> [Set tasks]:
a – Decide whether each statement below agrees with the excerpt on the origin of evil, answering yes or no and quoting the words from the excerpt that settle it.
(i) The Kabbalah treated evil as an offshoot or overflow from the sephiroth.
(ii) The pestilence sent after David's census killed seventy thousand men.
(iii) In the Old Testament, Jehovah was portrayed as a ruler who reigned by himself.
b – Using the excerpt on the origin of evil, answer these questions briefly.
(i) According to the excerpt, what are the sephiroth?
(ii) What idea did Jehovah put in King David's mind?
(iii) Where was Ahab to go up and fall?
c – Resume the excerpt on the origin of evil in the Old Testament, picking up after its final sentence.

> [Excerpt]:
-=-=-=-=-

The concept or belief that the origin of evil was in God survived in the Kabbalah, in that evil is the offshoot or overflow from the sephiroth which are emanations from God. Although in this manner evil was seen as being in God it was relatively insignificant in the Hebrew tradition because God was not yet seen as all good. The Devil was still not necessary.
In the Old Testament Jehovah did let evil befall men. On one occasion He was angry with the Jews. He put the idea of having a census in King David’s mind so he might punish their crime by sending a pestilence upon them that killed seventy thousand men.
Also, in the Old Testament Jehovah was not seen as a ruler who reigned by himself. Occasionally he sought advice from others in heaven. On one occasion Jehovah was angry with Ahab and sought to bring about his death. Jehovah asked the question, “Who shall persuade Ahab, that he may go up and fall at Ramoth-gilead?” The question was debated indecisively by the heavenly host until one spirit stood before Jehovah and said, “I will persuade him…I will go forth and be a lying spirit in the mouth of all his prophets.” When Jehovah agreed Ahab was duly killed.

-=-=-=-=-

> [Collection entries]:

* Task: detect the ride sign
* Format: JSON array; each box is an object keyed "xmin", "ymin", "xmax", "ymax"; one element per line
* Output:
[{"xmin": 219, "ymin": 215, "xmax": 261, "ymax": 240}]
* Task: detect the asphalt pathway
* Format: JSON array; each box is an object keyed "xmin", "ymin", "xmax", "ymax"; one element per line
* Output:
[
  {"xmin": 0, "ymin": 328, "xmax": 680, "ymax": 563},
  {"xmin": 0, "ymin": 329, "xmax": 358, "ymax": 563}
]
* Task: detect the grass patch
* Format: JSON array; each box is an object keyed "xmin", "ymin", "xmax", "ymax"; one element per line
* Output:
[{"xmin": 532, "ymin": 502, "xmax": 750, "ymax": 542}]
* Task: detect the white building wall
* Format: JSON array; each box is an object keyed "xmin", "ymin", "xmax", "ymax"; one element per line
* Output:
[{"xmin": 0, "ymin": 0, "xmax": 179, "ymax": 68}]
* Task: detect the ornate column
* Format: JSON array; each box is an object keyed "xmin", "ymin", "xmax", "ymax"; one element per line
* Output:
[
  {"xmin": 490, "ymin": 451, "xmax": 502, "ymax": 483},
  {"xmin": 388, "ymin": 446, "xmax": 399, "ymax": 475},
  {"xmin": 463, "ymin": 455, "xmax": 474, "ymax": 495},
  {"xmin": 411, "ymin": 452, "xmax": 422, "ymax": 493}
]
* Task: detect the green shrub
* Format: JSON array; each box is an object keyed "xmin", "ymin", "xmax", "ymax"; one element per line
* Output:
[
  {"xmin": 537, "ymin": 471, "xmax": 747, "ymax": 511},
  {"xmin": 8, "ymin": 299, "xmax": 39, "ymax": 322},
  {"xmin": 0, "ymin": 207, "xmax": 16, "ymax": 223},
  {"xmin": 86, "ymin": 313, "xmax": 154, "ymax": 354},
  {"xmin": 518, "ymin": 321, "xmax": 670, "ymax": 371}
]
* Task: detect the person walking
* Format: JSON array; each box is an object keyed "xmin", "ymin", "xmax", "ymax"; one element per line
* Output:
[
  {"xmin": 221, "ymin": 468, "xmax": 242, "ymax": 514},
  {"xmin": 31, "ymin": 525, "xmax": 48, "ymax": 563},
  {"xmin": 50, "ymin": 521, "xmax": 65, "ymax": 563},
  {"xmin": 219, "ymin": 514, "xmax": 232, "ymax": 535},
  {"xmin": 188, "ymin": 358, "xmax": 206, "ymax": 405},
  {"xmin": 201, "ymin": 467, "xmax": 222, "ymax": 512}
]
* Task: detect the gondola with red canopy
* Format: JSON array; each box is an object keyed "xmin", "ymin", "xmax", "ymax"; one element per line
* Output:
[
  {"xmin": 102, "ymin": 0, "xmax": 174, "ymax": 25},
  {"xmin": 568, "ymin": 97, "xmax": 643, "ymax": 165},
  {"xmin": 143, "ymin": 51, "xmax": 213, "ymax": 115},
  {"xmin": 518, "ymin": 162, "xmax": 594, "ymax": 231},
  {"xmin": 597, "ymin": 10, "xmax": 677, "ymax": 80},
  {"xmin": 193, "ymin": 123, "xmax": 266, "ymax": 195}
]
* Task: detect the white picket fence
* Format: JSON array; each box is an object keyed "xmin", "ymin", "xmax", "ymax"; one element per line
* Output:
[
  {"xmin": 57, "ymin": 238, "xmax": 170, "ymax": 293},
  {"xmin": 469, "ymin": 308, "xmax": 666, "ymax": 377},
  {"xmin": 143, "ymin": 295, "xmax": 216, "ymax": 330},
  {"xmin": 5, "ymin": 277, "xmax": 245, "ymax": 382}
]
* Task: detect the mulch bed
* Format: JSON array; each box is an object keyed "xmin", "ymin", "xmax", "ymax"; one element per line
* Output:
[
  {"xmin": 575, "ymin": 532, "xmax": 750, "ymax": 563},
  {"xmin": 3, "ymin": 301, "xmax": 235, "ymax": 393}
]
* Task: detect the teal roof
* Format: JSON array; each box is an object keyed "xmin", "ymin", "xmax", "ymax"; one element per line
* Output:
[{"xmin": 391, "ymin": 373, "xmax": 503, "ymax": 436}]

-=-=-=-=-

> [Answers provided]:
a –
(i) Yes: "evil is the offshoot or overflow from the sephiroth which are emanations from God."
(ii) Yes: "sending a pestilence upon them that killed seventy thousand men."
(iii) No: "Jehovah was not seen as a ruler who reigned by himself."

b –
(i) Emanations from God.
(ii) The idea of having a census.
(iii) At Ramoth-gilead.

c –
Among early beliefs there were the spirits which waited on Jehovah and made up his court; there were also angels of later Hebrew and Christian beliefs; also, the Hebrews believed in malignant and hairy spirits that invested isolated and barren places. However, in these early traditions there was no sign of a belief in the Devil, the prince of evil and arch-enemy of God. Even when the Devil is mention in later passages of the Old Testament they give no scriptural authority for his present existence.
The name Satan
The name Satan originates from the Hebrew word sawtawn meaning “adversary.” In the early books of the Old Testament before the Jews were forced into exile in Babylon during the 6th century BC the word satan was merely an adversary or opponent. As an example, “the angel of God ‘stood in the way for an adversary (satan)’ against Balaam.” A satan did not have to be considered supernatural. “The Philistines refused to accept David, because they were afraid he would turn his coat in battle and become their satan or adversary.”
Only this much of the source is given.